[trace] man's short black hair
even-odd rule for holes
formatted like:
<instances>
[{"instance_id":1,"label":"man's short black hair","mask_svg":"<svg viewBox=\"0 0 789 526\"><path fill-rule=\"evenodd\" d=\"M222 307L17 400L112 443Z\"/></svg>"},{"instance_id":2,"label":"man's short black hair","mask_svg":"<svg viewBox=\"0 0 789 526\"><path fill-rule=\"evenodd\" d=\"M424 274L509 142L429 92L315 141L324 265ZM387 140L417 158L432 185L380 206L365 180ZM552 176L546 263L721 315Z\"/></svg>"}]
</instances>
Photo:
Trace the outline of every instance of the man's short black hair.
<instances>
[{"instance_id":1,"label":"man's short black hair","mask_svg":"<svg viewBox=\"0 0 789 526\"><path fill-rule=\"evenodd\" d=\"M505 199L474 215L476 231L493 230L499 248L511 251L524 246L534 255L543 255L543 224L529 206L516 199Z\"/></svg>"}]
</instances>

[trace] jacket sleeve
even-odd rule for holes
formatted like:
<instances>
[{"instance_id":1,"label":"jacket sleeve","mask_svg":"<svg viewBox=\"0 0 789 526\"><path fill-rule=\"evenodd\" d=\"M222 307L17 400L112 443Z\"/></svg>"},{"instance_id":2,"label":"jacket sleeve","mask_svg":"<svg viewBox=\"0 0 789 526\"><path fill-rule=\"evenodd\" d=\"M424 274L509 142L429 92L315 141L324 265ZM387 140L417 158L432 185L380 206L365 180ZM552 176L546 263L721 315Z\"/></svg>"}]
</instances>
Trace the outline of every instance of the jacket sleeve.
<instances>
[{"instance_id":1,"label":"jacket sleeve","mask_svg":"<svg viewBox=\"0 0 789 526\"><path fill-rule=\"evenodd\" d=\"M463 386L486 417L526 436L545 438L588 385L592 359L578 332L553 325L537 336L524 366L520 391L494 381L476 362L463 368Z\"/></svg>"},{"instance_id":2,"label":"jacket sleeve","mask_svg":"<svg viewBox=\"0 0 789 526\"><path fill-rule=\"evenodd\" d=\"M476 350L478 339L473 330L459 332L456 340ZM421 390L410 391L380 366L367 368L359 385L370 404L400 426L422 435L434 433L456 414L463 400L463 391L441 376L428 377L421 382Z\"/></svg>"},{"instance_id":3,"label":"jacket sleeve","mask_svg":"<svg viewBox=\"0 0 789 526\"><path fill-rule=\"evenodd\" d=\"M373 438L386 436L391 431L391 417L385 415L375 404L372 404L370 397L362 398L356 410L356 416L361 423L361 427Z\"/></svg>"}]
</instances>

* **EXERCISE PROMPT**:
Locate every line of the items that contains the string "path" and copy each of those lines.

* **COMPLETE ANSWER**:
[{"instance_id":1,"label":"man's short black hair","mask_svg":"<svg viewBox=\"0 0 789 526\"><path fill-rule=\"evenodd\" d=\"M222 307L17 400L112 443Z\"/></svg>"},{"instance_id":2,"label":"man's short black hair","mask_svg":"<svg viewBox=\"0 0 789 526\"><path fill-rule=\"evenodd\" d=\"M424 274L509 142L429 92L315 141L324 265ZM387 140L417 158L432 185L380 206L365 180ZM552 176L546 263L721 315Z\"/></svg>"}]
[{"instance_id":1,"label":"man's short black hair","mask_svg":"<svg viewBox=\"0 0 789 526\"><path fill-rule=\"evenodd\" d=\"M505 199L474 215L476 231L493 230L499 248L511 251L524 246L534 255L543 255L543 224L529 206L516 199Z\"/></svg>"}]
[{"instance_id":1,"label":"jacket sleeve","mask_svg":"<svg viewBox=\"0 0 789 526\"><path fill-rule=\"evenodd\" d=\"M222 307L17 400L112 443Z\"/></svg>"},{"instance_id":2,"label":"jacket sleeve","mask_svg":"<svg viewBox=\"0 0 789 526\"><path fill-rule=\"evenodd\" d=\"M424 274L509 142L429 92L315 141L324 265ZM387 140L417 158L432 185L380 206L365 180ZM552 176L546 263L721 315Z\"/></svg>"}]
[{"instance_id":1,"label":"jacket sleeve","mask_svg":"<svg viewBox=\"0 0 789 526\"><path fill-rule=\"evenodd\" d=\"M463 386L486 417L526 436L545 438L588 385L592 359L578 332L553 325L537 336L524 366L520 391L494 381L476 362L463 368Z\"/></svg>"},{"instance_id":2,"label":"jacket sleeve","mask_svg":"<svg viewBox=\"0 0 789 526\"><path fill-rule=\"evenodd\" d=\"M476 350L478 339L473 330L459 332L456 340ZM421 390L410 391L380 366L367 368L359 385L370 404L400 426L422 435L434 433L456 414L463 400L463 391L441 376L428 377L421 382Z\"/></svg>"},{"instance_id":3,"label":"jacket sleeve","mask_svg":"<svg viewBox=\"0 0 789 526\"><path fill-rule=\"evenodd\" d=\"M373 438L386 436L391 431L391 417L385 415L375 404L372 404L370 397L362 398L356 410L356 416L361 423L361 427Z\"/></svg>"}]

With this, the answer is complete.